# Your instructions
Read through the listing below, and copy every line where the string "blurred" appears.

# Supplied material
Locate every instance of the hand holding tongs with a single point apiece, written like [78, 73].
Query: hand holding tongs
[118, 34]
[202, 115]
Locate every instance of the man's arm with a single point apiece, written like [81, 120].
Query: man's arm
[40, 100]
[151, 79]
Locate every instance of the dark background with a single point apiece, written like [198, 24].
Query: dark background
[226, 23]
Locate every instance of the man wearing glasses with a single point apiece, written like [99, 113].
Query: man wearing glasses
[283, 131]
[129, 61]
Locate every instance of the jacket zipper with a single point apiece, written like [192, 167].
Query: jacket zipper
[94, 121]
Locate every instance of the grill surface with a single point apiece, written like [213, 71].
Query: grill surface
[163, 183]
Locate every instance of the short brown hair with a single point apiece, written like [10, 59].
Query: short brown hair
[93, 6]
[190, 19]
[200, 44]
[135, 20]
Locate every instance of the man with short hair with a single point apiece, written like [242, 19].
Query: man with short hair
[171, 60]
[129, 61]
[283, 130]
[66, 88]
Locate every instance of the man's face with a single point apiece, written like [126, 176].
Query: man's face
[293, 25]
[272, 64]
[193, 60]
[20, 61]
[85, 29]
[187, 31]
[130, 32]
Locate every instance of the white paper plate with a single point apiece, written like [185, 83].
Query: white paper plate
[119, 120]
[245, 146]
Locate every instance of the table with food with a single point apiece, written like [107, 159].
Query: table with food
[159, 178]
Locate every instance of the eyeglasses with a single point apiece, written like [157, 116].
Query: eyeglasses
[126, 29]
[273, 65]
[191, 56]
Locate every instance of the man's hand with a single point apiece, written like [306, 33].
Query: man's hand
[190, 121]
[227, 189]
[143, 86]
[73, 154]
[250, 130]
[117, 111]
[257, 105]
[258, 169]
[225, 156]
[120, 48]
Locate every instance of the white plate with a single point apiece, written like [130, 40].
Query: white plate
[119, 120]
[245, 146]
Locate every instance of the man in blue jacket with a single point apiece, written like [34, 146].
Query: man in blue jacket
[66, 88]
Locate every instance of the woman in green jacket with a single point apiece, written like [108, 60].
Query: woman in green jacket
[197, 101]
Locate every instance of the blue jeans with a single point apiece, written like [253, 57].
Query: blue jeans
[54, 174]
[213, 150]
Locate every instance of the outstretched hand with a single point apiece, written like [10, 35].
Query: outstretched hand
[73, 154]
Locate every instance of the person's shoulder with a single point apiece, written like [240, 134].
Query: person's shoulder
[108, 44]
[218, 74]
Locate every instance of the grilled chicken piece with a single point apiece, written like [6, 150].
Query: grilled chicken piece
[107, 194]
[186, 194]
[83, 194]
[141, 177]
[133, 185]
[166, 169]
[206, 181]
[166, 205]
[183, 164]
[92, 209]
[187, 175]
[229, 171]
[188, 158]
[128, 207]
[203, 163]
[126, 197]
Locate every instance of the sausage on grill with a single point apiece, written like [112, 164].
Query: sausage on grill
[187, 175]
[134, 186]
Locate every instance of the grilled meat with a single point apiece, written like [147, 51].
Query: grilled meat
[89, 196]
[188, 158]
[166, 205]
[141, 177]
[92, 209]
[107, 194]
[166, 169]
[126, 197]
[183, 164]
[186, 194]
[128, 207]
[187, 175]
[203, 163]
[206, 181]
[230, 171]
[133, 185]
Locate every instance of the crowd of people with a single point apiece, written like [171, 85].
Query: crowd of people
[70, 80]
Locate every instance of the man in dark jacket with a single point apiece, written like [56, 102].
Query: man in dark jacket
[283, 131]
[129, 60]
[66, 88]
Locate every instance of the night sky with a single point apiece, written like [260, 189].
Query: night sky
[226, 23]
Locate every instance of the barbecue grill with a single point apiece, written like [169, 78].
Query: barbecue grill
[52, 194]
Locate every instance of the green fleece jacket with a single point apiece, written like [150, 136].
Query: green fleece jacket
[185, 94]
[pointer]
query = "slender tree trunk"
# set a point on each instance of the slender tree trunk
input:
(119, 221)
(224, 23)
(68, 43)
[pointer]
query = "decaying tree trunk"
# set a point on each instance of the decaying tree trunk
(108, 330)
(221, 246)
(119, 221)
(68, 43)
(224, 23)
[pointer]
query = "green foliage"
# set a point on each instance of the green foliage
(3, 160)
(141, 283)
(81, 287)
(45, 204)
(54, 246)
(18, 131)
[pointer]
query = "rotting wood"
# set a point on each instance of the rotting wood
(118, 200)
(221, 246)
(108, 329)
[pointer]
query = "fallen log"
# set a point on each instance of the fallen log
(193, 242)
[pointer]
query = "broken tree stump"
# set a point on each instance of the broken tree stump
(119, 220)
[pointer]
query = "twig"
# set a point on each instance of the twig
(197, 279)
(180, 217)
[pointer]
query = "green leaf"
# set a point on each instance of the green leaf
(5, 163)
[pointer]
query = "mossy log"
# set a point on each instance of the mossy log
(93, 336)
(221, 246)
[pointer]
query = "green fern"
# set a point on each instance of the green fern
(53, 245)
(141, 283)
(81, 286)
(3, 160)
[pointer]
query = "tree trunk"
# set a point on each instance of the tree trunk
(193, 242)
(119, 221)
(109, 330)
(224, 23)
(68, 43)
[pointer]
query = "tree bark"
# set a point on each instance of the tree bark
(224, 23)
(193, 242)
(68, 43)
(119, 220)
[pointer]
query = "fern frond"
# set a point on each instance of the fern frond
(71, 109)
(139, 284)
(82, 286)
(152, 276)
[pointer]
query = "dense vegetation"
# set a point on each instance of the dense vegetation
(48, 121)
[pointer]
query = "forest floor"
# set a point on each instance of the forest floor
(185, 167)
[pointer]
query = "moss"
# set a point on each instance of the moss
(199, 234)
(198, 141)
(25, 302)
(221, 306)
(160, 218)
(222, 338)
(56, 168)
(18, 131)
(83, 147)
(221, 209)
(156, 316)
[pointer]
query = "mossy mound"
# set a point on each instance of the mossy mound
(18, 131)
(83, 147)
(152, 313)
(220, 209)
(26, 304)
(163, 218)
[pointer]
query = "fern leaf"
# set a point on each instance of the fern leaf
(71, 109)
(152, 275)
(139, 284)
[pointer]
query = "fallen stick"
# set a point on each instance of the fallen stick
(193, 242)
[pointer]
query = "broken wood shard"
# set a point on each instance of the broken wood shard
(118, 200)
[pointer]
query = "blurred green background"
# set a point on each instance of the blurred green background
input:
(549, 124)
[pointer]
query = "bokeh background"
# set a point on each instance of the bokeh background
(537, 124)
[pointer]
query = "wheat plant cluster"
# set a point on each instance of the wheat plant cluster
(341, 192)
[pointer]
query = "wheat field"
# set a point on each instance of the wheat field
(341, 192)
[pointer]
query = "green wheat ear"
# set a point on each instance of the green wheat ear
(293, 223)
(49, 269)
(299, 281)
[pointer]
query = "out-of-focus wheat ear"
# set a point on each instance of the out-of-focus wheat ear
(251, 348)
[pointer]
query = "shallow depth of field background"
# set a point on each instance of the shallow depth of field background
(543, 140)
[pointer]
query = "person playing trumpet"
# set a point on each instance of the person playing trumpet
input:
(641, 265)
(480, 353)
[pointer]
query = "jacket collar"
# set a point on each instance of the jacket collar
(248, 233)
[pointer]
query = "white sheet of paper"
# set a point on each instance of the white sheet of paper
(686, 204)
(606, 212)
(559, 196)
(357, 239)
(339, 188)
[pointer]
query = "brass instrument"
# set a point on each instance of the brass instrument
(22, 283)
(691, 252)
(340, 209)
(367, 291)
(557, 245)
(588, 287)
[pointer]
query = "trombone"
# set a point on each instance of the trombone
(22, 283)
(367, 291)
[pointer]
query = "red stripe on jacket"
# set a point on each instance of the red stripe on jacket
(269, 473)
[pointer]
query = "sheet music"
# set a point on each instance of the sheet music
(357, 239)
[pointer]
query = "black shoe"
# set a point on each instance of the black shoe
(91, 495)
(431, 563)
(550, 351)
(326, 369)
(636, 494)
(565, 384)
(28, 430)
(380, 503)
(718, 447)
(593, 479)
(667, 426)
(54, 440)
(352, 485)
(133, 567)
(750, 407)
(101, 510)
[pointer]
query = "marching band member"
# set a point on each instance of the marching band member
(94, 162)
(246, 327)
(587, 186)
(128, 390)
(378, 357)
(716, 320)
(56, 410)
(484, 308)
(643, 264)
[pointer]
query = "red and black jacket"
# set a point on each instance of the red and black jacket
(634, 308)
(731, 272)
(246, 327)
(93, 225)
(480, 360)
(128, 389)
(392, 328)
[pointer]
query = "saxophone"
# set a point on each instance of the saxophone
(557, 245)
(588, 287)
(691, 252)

# Result for this task
query = "blurred green background"
# set a point on each instance of the blurred green background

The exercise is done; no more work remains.